### What the task asks
The line containing "Target: neighboring house" marks where to begin; quote it and every line after it through the end of the data, exactly as written.

+ + + +

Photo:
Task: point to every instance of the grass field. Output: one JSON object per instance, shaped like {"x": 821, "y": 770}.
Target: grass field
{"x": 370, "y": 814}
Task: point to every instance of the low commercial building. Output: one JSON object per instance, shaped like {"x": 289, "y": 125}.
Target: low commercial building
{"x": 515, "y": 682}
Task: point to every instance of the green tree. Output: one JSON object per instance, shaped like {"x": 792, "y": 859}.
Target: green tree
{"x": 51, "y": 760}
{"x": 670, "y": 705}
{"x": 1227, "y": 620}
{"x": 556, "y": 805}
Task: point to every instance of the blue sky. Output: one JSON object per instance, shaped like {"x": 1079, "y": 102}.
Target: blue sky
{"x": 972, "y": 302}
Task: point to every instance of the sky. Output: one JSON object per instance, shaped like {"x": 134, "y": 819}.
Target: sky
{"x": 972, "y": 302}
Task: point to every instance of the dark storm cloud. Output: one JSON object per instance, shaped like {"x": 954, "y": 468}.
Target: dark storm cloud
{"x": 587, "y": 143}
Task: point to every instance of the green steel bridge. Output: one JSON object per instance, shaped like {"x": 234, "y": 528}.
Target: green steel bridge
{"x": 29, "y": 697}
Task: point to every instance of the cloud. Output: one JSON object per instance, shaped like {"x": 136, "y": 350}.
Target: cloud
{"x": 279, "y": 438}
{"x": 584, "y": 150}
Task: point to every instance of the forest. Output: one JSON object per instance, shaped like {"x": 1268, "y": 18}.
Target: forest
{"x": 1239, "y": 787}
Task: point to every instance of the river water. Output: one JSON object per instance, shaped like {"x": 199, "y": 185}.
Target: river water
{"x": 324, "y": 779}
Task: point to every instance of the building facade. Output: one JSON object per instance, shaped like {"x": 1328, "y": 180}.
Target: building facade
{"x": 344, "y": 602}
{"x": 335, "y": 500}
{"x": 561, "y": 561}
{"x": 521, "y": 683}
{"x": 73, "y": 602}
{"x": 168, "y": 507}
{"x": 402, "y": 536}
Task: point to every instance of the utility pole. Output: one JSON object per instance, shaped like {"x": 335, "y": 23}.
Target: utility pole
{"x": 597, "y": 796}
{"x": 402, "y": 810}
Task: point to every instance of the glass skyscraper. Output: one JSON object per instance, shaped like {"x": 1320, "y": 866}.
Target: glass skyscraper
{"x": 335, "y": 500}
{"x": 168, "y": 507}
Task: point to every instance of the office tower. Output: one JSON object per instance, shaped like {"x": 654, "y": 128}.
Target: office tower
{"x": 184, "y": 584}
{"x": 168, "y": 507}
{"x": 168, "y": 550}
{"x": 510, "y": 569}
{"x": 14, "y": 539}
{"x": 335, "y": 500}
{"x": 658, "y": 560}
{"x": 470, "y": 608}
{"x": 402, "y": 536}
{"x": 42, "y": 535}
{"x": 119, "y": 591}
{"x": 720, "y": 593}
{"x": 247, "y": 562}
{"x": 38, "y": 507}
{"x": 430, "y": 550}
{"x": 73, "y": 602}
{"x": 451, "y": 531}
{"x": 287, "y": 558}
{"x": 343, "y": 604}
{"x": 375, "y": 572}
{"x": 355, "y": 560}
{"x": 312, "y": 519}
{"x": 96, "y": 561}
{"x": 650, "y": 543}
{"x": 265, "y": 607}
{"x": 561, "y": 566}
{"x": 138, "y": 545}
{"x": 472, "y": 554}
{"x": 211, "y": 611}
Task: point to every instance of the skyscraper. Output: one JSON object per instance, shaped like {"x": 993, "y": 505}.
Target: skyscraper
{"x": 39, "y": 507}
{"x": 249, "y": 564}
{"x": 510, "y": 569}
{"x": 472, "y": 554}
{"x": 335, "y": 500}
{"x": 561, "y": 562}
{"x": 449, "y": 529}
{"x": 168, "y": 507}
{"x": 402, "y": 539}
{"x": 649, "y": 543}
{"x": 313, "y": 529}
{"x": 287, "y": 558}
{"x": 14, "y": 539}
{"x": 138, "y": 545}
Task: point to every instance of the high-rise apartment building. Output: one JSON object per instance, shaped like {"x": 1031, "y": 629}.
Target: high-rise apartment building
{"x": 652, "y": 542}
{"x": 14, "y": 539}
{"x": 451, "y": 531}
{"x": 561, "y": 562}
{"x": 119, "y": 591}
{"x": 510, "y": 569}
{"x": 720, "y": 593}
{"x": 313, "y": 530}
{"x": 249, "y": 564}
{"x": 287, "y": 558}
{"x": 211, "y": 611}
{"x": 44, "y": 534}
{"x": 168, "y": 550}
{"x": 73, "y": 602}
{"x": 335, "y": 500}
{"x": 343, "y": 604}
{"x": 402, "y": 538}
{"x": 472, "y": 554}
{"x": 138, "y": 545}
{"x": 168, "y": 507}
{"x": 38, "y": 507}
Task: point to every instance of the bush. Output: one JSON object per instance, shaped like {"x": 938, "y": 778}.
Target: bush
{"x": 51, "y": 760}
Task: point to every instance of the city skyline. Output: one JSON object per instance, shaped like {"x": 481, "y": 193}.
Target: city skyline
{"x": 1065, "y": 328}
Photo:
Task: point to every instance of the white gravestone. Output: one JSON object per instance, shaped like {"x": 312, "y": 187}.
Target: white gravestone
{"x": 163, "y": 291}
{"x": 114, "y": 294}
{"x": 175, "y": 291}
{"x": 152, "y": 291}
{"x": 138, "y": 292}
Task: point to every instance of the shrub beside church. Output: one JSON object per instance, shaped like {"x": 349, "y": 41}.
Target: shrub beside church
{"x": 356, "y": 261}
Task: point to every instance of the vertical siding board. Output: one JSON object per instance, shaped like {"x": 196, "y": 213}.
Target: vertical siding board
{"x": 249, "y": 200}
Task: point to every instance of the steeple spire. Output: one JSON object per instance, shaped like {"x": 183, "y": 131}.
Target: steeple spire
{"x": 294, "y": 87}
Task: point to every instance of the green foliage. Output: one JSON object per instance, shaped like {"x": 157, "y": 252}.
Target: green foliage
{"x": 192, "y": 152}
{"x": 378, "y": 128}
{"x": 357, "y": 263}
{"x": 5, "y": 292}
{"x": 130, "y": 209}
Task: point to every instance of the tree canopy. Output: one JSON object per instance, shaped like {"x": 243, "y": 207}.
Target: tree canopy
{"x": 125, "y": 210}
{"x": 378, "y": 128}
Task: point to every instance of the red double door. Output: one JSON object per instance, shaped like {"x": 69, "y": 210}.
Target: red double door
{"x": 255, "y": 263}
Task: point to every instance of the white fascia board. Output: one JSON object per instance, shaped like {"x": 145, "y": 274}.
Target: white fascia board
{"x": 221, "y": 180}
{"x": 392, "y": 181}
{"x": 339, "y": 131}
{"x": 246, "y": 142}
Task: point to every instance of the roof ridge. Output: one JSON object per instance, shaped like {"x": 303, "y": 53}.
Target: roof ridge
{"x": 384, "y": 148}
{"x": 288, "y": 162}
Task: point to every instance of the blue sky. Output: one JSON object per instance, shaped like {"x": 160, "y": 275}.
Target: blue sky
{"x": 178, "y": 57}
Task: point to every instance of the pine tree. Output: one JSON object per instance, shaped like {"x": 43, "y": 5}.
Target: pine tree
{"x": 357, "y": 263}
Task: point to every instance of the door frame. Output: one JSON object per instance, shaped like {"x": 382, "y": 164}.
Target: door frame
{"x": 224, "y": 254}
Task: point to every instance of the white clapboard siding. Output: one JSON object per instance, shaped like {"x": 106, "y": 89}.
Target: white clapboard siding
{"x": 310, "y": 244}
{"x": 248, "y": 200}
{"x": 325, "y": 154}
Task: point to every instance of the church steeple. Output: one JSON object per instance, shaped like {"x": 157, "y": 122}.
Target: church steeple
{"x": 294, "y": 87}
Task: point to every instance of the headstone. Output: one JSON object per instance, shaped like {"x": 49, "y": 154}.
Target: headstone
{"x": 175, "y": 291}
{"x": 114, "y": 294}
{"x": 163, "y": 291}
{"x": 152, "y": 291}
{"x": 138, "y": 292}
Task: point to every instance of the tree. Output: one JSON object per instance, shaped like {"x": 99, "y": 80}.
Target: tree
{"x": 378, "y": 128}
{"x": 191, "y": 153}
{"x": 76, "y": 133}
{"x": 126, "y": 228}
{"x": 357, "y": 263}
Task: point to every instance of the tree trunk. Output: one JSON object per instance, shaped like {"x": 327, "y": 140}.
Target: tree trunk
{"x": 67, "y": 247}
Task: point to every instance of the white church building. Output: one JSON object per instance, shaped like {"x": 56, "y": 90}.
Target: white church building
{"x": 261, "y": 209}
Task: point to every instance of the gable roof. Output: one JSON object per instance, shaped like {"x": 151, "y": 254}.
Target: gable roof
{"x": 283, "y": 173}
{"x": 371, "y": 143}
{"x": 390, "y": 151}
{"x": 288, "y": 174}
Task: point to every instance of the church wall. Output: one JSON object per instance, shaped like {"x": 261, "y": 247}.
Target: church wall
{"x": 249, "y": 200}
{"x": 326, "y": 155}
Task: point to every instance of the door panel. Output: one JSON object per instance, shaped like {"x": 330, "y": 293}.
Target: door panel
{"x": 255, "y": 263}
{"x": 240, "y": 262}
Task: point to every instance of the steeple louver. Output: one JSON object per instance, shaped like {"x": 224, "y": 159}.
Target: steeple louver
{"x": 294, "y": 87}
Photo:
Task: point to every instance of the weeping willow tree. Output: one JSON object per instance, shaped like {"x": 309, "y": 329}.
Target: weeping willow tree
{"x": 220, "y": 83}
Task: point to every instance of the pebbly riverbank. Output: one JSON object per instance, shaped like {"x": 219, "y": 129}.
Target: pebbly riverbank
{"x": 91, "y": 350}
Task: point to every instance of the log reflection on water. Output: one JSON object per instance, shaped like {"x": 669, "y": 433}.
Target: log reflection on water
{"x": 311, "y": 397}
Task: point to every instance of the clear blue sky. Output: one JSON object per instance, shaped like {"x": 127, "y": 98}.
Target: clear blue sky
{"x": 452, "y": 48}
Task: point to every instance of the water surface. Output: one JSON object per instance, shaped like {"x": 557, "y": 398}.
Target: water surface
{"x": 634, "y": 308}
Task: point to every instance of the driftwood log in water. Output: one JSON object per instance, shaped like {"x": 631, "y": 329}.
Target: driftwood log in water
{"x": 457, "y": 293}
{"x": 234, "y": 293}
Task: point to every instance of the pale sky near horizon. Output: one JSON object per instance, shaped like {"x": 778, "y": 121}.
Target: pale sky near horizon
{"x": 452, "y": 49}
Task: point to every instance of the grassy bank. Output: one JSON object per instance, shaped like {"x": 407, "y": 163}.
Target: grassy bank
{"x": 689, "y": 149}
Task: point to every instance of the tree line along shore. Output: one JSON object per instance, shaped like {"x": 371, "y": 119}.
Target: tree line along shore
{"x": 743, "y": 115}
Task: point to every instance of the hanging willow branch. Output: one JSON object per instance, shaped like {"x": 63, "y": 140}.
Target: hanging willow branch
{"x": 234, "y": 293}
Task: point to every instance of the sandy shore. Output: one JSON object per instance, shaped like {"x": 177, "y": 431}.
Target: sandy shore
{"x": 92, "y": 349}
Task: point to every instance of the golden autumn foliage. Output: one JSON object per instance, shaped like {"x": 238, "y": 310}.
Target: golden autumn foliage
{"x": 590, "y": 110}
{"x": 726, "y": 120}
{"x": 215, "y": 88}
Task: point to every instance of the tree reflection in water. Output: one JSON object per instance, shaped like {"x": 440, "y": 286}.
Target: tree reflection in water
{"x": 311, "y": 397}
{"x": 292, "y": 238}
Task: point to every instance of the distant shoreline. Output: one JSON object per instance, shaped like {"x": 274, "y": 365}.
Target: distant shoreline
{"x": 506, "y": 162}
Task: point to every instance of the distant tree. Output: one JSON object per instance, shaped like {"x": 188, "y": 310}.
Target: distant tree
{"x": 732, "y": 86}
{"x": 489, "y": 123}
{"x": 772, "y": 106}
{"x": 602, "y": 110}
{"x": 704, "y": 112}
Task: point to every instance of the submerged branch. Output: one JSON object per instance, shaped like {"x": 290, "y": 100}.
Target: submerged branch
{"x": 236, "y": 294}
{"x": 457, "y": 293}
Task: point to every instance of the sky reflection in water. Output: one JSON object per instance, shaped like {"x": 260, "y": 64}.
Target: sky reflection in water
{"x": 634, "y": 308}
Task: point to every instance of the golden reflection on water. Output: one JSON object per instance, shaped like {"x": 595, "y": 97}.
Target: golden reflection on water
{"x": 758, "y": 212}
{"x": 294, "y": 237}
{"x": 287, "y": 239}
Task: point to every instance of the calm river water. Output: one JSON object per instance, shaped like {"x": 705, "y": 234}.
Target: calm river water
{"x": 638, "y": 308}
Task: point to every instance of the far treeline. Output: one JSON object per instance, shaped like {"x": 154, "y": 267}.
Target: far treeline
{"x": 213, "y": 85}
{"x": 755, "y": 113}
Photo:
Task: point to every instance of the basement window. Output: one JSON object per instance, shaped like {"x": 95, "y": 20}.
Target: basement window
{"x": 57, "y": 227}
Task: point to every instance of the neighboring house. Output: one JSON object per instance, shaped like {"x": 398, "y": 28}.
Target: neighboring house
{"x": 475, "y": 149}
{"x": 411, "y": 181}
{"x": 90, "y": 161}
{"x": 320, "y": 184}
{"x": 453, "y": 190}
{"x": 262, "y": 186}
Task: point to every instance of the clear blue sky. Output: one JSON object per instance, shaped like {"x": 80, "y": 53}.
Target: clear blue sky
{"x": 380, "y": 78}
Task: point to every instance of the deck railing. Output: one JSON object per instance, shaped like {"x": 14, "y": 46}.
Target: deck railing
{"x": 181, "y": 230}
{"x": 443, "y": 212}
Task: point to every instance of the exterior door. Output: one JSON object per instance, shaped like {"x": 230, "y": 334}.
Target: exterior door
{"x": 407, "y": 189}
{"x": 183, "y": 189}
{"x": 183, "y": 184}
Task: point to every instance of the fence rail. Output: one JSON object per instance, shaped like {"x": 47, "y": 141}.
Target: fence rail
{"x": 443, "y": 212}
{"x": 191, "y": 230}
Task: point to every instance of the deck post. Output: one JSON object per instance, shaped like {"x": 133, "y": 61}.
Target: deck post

+ + + +

### Result for this exercise
Target: neighboring house
{"x": 475, "y": 149}
{"x": 411, "y": 181}
{"x": 90, "y": 161}
{"x": 320, "y": 184}
{"x": 453, "y": 190}
{"x": 262, "y": 186}
Task: point to every instance of the clear blue sky. Output: one JSON object per instance, shaped like {"x": 80, "y": 53}.
Target: clear blue sky
{"x": 380, "y": 78}
Task: point to every instance of the deck railing. Output: one JSON object per instance, shaped like {"x": 14, "y": 46}.
Target: deck railing
{"x": 181, "y": 230}
{"x": 443, "y": 212}
Task: point to every instance of the exterior door. Output: one JSON object per instance, shaped like {"x": 230, "y": 334}.
Target: exterior door
{"x": 407, "y": 189}
{"x": 183, "y": 189}
{"x": 183, "y": 184}
Task: point to every instance of the fence rail. Output: one JSON object per instance, shaped like {"x": 47, "y": 141}.
Target: fence rail
{"x": 443, "y": 212}
{"x": 191, "y": 230}
Task: point to every instance of the deck post. Output: one JSON object per instance, shaped like {"x": 133, "y": 61}.
Target: deck post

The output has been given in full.